Stated task - Find each line in the records below that contains the word "skin", and copy those lines out in full.

[Location labeling records]
──────────────────────────────

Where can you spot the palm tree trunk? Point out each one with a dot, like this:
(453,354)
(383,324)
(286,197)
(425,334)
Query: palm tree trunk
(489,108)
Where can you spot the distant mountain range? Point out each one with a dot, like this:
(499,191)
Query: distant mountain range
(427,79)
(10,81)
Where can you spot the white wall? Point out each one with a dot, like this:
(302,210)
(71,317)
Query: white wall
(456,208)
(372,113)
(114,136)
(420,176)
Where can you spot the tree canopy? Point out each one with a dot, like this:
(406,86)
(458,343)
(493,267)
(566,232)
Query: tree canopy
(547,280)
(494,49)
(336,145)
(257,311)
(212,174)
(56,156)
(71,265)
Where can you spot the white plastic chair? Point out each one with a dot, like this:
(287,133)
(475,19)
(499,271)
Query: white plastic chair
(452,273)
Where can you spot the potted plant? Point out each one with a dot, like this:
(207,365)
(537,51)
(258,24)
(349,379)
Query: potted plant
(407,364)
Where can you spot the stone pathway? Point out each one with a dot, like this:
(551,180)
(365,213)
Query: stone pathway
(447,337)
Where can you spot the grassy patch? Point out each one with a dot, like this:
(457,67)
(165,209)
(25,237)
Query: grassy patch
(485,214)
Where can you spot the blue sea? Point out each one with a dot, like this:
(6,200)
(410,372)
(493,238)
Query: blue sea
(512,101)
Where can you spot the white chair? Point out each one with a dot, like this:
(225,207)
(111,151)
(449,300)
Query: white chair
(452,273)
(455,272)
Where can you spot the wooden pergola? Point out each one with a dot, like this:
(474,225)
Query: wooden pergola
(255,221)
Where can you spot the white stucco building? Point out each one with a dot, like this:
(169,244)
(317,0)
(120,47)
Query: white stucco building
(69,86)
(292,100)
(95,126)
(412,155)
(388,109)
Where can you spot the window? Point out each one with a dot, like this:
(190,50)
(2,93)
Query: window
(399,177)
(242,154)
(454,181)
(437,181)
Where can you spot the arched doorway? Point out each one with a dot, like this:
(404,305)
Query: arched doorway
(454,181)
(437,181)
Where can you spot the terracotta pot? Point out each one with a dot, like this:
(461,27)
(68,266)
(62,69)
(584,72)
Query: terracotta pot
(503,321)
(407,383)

──────────────────────────────

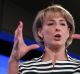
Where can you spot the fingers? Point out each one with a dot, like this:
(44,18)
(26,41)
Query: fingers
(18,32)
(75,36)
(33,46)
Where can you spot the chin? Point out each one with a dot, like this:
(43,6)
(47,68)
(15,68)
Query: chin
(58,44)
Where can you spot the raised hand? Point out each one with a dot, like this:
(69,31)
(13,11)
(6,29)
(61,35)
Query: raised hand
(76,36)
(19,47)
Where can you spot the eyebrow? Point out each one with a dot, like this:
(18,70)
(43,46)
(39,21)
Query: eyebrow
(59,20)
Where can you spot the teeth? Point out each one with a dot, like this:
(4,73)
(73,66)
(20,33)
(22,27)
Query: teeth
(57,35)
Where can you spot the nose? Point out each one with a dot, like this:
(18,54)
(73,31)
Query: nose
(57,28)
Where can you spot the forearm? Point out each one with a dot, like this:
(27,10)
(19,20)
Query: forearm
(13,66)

──────────────────────────────

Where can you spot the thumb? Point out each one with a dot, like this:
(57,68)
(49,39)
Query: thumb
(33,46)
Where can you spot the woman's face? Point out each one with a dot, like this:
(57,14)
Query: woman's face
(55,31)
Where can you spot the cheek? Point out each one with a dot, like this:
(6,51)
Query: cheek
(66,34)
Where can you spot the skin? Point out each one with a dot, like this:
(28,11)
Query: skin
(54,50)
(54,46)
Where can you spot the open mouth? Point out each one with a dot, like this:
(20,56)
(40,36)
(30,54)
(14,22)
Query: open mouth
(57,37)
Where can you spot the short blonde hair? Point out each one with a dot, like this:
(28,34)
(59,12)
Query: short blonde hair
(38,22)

──────────────────────────────

Worked answer -
Where can you spot the skin? Point out each one with a dot, like this:
Query: skin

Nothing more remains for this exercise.